What needs to be done
Extend the Ascension Day sermon on Luke 24 below by writing the passage that follows its last sentence.

Extract to read
....................

THE ASCENSION OF OUR LORD 2021 | A Sermon on Luke 24: 44-53 (RCL) | by David Zersen |

There are events and festivals, experiences or impressions that don’t allow rational exploration. Perhaps you can think of some. A time when you couldn’t explain what happened or a moment that defines you even if you have no words for it! I don’t think of myself as a mystic, a person who courts the unexplainable or tinkers with the irrational However, most of us admit that an attempt to rationalize everything leads to more questions and less solutions. Today’s lesson brings us face to face with a reality that only pictures and images approach. It’s fair, therefore, to admit this lesson will bring some challenges and a sense of wonder.

....................

Dataset section
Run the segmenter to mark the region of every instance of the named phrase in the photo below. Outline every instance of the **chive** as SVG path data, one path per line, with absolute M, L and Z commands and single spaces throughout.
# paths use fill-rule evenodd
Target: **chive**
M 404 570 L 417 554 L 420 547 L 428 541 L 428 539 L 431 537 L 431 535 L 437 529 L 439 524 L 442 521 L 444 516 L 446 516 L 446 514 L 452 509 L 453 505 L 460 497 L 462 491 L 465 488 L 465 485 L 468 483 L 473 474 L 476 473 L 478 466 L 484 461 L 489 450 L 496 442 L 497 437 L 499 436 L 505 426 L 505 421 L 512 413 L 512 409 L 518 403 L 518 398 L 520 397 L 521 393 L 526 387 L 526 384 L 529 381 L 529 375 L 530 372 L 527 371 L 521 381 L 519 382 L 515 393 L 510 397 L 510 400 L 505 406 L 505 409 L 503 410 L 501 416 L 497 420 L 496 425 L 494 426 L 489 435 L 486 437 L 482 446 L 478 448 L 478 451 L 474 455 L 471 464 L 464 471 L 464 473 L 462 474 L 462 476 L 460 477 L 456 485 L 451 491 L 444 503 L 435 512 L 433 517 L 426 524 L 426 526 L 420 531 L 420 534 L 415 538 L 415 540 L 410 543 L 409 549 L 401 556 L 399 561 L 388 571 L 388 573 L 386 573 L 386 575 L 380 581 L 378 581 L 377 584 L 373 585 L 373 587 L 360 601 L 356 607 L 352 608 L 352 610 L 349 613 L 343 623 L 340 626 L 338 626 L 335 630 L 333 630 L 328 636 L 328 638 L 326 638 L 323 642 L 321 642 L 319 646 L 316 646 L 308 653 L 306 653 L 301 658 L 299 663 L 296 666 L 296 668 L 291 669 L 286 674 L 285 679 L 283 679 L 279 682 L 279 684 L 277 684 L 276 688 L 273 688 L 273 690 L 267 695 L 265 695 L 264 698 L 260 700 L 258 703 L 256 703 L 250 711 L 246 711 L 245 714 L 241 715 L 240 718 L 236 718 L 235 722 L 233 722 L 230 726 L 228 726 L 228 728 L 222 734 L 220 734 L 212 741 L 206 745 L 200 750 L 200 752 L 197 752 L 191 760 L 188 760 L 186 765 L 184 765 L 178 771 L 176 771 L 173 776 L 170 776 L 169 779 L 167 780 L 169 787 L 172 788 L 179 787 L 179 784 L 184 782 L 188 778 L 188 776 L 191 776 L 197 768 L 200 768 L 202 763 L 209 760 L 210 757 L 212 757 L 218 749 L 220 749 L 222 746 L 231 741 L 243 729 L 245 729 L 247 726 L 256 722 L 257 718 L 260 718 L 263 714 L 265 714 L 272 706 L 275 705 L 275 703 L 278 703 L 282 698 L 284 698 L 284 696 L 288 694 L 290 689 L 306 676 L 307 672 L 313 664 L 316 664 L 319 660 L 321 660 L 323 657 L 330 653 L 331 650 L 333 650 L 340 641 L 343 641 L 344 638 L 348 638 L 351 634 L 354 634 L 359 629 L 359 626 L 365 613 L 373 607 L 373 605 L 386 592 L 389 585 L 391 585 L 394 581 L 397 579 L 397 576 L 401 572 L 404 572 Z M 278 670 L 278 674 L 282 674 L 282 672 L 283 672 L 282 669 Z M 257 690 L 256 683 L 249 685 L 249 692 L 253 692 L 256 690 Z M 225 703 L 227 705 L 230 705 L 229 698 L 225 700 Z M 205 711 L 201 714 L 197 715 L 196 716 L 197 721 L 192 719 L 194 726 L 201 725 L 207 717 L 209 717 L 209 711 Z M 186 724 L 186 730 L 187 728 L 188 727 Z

....................

Result of the task
BREAKING THE GRID

Attempting to come to grips with the full meaning of the Ascension story is not easy. If we’re to use words, we don’t have much to go on. Verse 51 of Luke’s last chapter simply says “while he was blessing them, he left them and was taken up to heaven.” “He left them.” Those are the hard words for the disciples—and for any of us who are left behind when someone we love leaves us, whether for a time, or for good. Tim LeHaye wrote sixteen novels, later made into films and video games, about what happens to people who have been “left behind”. Despite the rootage in dispensational theology, the stories became wildly popular because being left behind can be a scary situation. The producers of the “Home Alone” film series give us a “Kevin” who can help us. Be careful and clever enough to deal with all the crazy things than can happen when you’re on your own! At least that’s how one does it in a film!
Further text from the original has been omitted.